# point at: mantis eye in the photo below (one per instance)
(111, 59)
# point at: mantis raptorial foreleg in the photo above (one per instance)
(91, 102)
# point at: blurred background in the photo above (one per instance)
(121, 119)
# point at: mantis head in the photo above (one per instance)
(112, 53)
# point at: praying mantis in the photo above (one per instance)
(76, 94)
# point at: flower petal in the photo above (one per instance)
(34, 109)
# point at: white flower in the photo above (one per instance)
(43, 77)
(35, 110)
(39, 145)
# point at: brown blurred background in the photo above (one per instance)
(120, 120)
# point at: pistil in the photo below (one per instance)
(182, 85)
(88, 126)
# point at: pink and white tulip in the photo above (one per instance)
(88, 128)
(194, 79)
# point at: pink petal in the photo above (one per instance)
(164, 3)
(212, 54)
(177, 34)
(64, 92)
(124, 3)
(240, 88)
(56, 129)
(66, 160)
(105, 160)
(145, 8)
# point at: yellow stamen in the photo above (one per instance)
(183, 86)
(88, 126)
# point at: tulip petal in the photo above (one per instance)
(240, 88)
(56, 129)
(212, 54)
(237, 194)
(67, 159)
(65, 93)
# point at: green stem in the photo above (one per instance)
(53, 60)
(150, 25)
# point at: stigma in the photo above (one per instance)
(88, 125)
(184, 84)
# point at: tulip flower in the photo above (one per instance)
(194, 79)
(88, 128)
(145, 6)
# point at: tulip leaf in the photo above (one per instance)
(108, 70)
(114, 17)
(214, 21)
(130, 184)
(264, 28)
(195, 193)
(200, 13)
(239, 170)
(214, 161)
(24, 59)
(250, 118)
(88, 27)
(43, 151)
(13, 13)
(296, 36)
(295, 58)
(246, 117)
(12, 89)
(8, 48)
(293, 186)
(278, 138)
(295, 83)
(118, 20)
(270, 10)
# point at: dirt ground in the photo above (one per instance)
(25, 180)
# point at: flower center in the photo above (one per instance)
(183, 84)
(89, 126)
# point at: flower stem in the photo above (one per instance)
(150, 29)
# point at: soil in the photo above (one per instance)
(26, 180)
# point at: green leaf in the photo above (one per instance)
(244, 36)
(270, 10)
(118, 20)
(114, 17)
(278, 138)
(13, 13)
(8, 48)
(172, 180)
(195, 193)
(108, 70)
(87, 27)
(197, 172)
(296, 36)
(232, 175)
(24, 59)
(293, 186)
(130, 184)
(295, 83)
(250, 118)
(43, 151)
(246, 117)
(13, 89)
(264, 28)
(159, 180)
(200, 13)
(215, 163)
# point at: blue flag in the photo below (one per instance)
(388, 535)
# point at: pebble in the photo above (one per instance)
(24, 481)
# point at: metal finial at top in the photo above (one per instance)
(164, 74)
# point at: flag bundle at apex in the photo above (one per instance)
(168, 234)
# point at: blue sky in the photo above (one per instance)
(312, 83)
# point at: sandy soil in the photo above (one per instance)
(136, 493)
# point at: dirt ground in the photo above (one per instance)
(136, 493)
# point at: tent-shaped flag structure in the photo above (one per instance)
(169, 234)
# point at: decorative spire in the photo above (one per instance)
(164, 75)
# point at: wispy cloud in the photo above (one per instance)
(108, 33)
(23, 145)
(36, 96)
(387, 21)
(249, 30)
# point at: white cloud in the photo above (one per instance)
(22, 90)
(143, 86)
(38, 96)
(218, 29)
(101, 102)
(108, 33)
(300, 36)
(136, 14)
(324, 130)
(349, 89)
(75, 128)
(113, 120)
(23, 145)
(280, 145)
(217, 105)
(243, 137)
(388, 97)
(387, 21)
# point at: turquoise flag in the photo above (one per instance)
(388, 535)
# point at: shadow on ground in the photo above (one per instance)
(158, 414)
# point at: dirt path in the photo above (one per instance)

● **Given exercise**: Write out every one of the entries above line for line, without changing any character.

● **Result of the task**:
# point at: mantis eye in the photo below (one per instance)
(111, 59)
# point at: mantis raptorial foreleg in the photo above (one per instance)
(91, 102)
# point at: blurred background in the photo above (one per instance)
(121, 119)
# point at: mantis head in the photo above (one per instance)
(112, 53)
# point at: praying mantis in the photo above (one per instance)
(76, 94)
# point at: flower petal in the photo above (one per instance)
(34, 109)
# point at: white flower in the photo above (one per instance)
(43, 77)
(35, 110)
(39, 145)
# point at: brown blurred background in the photo above (one per instance)
(120, 120)
# point at: pistil in the photo below (one per instance)
(182, 85)
(88, 126)
# point at: pink and white tulip in the photo above (one per instance)
(88, 128)
(194, 79)
# point at: pink petal in the photo above (one per instance)
(164, 3)
(212, 54)
(177, 34)
(64, 92)
(124, 3)
(240, 88)
(56, 129)
(66, 160)
(105, 160)
(145, 8)
# point at: yellow stamen in the photo above (one per instance)
(183, 86)
(88, 126)
# point at: tulip petal in the photo above (one per instance)
(240, 88)
(56, 129)
(212, 54)
(237, 194)
(67, 159)
(65, 93)
# point at: green stem in the photo above (one per instance)
(53, 60)
(150, 25)
# point at: stigma in the photo above (one per instance)
(88, 125)
(184, 84)
# point at: tulip flower in the photo above (one per instance)
(194, 79)
(88, 128)
(145, 6)
# point at: tulip leaf in the photo above (one per instance)
(108, 70)
(114, 17)
(214, 21)
(130, 184)
(264, 28)
(195, 193)
(200, 13)
(239, 170)
(214, 161)
(24, 59)
(250, 118)
(88, 27)
(43, 151)
(13, 13)
(296, 36)
(295, 58)
(246, 117)
(12, 89)
(8, 48)
(293, 186)
(278, 138)
(295, 83)
(118, 20)
(270, 10)
# point at: dirt ground in the photo above (one per instance)
(25, 180)
# point at: flower center in the photo above (one per instance)
(183, 84)
(89, 126)
# point at: flower stem in the photo above (one per instance)
(150, 29)
# point at: soil in the photo above (one per instance)
(26, 180)
# point at: green leaf in the photo above (one per instance)
(244, 36)
(270, 10)
(118, 20)
(114, 17)
(278, 138)
(13, 13)
(8, 48)
(172, 180)
(195, 193)
(108, 70)
(87, 27)
(197, 172)
(296, 36)
(232, 175)
(24, 59)
(293, 186)
(130, 184)
(295, 83)
(250, 118)
(43, 151)
(246, 117)
(13, 89)
(264, 28)
(159, 180)
(200, 13)
(215, 163)
# point at: blue flag in the photo below (one per instance)
(388, 535)
# point at: pebble in the photo above (one per instance)
(24, 481)
# point at: metal finial at top in the photo above (one per instance)
(164, 74)
# point at: flag bundle at apex in the photo above (one per instance)
(168, 234)
# point at: blue sky in the photo above (one per instance)
(312, 83)
# point at: sandy soil in the photo above (one per instance)
(136, 493)
# point at: dirt ground in the photo above (one per instance)
(136, 493)
# point at: tent-shaped flag structure in the photo above (one per instance)
(169, 234)
# point at: decorative spire in the photo above (one per instance)
(164, 75)
# point at: wispy cloud in the photo above (one per instance)
(108, 33)
(23, 145)
(36, 96)
(387, 21)
(249, 30)
# point at: white cloud in the photo above (one per instance)
(22, 90)
(143, 86)
(38, 96)
(218, 29)
(101, 102)
(108, 33)
(300, 36)
(136, 14)
(324, 130)
(349, 89)
(75, 128)
(113, 120)
(23, 145)
(280, 145)
(217, 105)
(243, 137)
(388, 97)
(387, 21)
# point at: turquoise flag in the photo above (one per instance)
(388, 535)
# point at: shadow on ground in the photo above (one per instance)
(158, 414)
# point at: dirt path in the photo above (one per instance)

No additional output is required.